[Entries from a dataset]
□ □ □ □ □ □ □
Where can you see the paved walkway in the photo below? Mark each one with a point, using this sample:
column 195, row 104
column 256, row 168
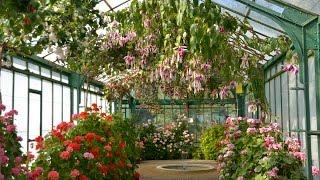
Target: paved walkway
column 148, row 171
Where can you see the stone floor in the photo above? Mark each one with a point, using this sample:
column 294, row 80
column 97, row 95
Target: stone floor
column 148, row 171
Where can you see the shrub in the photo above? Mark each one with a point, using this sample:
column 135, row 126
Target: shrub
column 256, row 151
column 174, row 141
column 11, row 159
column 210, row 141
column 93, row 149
□ □ □ □ □ □ □
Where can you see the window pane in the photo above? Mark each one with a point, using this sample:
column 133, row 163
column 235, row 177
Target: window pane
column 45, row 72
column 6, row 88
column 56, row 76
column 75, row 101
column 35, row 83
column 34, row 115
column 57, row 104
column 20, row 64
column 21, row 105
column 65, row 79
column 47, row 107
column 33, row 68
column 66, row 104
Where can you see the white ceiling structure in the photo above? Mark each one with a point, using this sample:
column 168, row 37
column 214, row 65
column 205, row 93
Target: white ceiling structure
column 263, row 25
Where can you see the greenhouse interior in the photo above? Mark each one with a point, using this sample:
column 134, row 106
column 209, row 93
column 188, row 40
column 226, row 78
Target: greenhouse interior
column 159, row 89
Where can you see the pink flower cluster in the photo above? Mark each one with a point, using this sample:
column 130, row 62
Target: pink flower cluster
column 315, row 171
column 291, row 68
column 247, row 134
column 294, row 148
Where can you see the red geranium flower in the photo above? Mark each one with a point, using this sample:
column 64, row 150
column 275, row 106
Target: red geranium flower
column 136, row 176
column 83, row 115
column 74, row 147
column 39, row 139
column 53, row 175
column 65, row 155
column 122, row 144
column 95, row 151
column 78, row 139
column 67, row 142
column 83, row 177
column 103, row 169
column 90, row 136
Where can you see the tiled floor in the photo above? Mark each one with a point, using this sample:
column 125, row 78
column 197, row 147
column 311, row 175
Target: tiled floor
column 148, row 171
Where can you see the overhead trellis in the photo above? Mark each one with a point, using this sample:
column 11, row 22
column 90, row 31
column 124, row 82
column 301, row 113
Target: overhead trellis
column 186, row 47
□ □ □ □ □ □ □
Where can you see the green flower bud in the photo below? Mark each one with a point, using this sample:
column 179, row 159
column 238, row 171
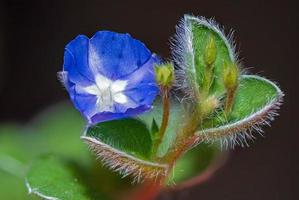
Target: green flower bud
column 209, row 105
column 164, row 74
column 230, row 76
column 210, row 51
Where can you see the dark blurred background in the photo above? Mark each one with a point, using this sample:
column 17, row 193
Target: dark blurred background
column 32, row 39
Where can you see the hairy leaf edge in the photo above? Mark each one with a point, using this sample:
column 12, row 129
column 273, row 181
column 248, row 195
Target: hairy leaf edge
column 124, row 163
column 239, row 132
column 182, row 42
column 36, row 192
□ □ □ □ □ □ □
[Aim] Reproduce the rows above verbatim, beginning at the line containing "Where can you see the hairy" and stopping after the line containing "column 36, row 192".

[Solution to the problem]
Where can you see the hairy leaf edge in the photo above? Mark each one with a point, using this sample:
column 12, row 129
column 273, row 181
column 248, row 195
Target: hairy leaf edge
column 124, row 163
column 239, row 132
column 182, row 42
column 36, row 192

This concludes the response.